— BEGIN Passage provided —

Friday, August 29, 2008

Bring your own bottle

There are many things about Swiss society that I have been rather slow to grasp and to understand, not least of which has been the popularity of the Swiss-German Word of the Year competition.

The idea is that a group of academics and journalists sit down and decide which one word has singularly defined the year. Previous contestants have included “Aldisierung” in 2005 – or the Wal-martification of Swiss consumer society – and Spuckaffaere of 2004 in which Alex Frei spat on an English soccer player.

It probably says more about the quality of media coverage than anything else that an entire year’s news output can be overshadowed by one word, but then that is the power of the modern media for you. Now that I understand the rules of the game, I think I have identified this year’s winner only eight months into the year: Botellon.

Botellon is a Spanish word which means to use social networking tools to organise an impromptu party of mainly teenaged drinkers who gather in public spaces apparently spontaneously, drink enormous amounts, carouse into the early hours of the morning and then go home leaving behind nothing but trash and empty bottles.

— END Passage provided —
— BEGIN Supplied entries —

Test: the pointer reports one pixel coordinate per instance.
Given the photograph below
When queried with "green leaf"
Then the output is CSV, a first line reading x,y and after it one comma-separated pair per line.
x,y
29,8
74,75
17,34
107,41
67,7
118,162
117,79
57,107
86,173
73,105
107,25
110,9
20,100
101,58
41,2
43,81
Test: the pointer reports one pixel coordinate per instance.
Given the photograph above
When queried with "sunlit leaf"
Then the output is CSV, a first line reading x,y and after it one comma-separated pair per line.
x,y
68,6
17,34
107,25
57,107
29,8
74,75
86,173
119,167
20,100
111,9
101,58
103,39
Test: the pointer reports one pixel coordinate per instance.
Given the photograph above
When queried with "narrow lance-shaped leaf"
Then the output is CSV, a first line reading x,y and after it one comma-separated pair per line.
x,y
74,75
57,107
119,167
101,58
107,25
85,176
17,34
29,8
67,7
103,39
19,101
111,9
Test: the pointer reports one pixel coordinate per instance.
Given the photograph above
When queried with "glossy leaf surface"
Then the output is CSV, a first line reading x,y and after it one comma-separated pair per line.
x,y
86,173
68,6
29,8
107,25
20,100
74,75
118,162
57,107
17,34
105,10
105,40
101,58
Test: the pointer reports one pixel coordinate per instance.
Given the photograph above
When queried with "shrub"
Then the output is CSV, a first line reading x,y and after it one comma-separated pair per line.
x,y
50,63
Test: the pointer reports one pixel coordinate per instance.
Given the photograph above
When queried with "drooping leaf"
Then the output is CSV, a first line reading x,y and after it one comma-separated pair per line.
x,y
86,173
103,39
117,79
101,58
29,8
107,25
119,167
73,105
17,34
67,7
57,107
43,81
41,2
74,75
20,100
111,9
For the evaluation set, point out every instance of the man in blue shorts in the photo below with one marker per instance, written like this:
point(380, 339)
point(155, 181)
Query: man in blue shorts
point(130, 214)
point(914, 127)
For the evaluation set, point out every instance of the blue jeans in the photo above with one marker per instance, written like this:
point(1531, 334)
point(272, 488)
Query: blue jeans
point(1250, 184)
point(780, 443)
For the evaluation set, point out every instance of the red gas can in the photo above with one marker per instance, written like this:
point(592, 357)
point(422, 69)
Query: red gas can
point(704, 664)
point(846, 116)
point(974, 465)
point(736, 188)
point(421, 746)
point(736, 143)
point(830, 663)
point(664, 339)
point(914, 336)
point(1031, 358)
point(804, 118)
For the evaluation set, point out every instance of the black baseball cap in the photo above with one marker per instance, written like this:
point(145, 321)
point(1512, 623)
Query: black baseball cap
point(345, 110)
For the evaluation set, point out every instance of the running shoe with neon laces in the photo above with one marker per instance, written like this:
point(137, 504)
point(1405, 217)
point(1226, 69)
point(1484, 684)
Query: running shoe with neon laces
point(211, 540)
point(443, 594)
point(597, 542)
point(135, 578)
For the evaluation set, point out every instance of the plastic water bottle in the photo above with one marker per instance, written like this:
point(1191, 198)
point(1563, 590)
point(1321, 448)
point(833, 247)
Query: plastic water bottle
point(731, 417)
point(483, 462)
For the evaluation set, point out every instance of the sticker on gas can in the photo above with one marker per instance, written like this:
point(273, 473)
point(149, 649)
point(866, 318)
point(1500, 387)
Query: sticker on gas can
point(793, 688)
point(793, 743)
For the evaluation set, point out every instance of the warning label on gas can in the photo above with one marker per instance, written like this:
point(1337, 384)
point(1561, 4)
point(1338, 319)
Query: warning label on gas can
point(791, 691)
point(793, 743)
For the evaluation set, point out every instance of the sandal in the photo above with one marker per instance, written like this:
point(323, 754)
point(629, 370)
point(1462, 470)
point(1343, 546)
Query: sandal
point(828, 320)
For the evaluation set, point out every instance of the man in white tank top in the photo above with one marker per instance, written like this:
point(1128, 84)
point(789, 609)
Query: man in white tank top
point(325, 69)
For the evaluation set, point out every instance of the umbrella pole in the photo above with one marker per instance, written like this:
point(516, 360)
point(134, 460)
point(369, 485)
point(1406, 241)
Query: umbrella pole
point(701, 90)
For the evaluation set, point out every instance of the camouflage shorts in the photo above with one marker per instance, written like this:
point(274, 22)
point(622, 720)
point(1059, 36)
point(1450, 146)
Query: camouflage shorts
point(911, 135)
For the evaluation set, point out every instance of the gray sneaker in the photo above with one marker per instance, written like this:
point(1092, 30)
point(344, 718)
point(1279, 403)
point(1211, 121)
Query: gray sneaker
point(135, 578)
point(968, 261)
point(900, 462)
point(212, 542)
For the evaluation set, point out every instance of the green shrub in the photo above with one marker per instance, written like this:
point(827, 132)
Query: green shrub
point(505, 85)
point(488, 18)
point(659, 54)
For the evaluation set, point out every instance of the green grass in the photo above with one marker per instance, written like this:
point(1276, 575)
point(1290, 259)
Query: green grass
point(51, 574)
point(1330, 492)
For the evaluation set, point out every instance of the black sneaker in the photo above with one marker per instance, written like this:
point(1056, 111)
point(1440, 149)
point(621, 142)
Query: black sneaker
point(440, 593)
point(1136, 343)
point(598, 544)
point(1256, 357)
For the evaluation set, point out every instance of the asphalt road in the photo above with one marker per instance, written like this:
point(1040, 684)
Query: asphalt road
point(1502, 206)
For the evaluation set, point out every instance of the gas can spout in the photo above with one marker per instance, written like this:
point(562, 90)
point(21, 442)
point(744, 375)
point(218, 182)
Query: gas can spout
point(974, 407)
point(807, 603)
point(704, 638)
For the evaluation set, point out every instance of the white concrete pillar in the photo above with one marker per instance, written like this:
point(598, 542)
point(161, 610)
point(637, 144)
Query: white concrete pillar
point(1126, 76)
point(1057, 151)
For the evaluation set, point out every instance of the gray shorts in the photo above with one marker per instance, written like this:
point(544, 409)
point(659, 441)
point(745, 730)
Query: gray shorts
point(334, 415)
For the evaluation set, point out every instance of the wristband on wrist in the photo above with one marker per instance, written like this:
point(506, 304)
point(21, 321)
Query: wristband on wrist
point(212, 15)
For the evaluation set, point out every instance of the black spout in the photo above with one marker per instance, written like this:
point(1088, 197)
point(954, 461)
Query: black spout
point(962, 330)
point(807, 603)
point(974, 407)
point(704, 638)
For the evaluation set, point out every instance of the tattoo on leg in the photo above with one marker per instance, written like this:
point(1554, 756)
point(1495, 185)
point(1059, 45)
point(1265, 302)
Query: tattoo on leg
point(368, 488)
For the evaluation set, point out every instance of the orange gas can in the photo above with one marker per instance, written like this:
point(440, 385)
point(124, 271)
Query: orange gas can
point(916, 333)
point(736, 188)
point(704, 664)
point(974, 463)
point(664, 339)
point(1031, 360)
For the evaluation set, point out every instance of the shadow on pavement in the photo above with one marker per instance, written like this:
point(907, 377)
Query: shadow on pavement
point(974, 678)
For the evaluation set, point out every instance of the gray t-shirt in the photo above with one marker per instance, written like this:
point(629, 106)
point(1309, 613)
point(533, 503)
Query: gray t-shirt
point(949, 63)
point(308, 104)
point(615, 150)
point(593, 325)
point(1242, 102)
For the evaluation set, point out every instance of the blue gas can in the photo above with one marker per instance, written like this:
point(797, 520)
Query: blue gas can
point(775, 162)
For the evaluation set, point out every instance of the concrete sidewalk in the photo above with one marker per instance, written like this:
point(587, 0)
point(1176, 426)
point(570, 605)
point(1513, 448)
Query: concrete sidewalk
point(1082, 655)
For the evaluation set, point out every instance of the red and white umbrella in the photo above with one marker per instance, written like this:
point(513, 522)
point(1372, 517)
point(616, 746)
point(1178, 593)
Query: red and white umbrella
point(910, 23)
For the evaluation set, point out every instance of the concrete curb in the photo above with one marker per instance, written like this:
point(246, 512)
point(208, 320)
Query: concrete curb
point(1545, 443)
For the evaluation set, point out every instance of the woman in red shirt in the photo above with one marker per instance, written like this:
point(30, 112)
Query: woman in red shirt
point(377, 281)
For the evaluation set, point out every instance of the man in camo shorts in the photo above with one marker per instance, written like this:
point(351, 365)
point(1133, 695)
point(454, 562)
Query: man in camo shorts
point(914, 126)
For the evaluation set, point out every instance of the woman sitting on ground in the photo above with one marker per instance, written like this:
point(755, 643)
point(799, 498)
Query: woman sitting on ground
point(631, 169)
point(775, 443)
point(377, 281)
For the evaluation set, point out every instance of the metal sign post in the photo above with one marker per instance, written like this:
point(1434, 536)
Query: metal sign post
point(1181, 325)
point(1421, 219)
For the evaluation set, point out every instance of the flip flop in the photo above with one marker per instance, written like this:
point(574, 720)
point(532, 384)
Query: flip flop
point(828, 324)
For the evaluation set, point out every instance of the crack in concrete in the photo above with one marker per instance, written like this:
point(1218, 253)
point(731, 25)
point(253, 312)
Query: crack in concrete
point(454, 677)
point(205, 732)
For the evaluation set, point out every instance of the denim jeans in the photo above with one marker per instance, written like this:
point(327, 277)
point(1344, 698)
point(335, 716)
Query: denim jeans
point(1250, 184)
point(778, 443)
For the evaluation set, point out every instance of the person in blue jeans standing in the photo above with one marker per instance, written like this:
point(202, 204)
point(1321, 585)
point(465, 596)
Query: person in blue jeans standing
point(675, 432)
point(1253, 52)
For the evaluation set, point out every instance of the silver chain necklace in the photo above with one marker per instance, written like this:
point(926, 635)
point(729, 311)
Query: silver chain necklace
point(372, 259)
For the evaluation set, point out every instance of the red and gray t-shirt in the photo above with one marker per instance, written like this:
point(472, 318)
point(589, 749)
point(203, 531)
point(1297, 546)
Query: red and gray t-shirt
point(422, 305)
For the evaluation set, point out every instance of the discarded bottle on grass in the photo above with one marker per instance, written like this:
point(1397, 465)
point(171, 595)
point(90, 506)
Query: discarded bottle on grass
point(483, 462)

— END Supplied entries —

→ **Task list**:
• A. From the passage about the Swiss Word of the Year, echo the part starting with "The idea is" and going on through "the year: Botellon.", word for word.
• B. According to the passage about the Swiss Word of the Year, what did Alex Frei do in 2004?

→ **Answers to the tasks**:
• A.
The idea is that a group of academics and journalists sit down and decide which one word has singularly defined the year. Previous contestants have included “Aldisierung” in 2005 – or the Wal-martification of Swiss consumer society – and Spuckaffaere of 2004 in which Alex Frei spat on an English soccer player.

It probably says more about the quality of media coverage than anything else that an entire year’s news output can be overshadowed by one word, but then that is the power of the modern media for you. Now that I understand the rules of the game, I think I have identified this year’s winner only eight months into the year: Botellon.

• B. He spat on an English soccer player.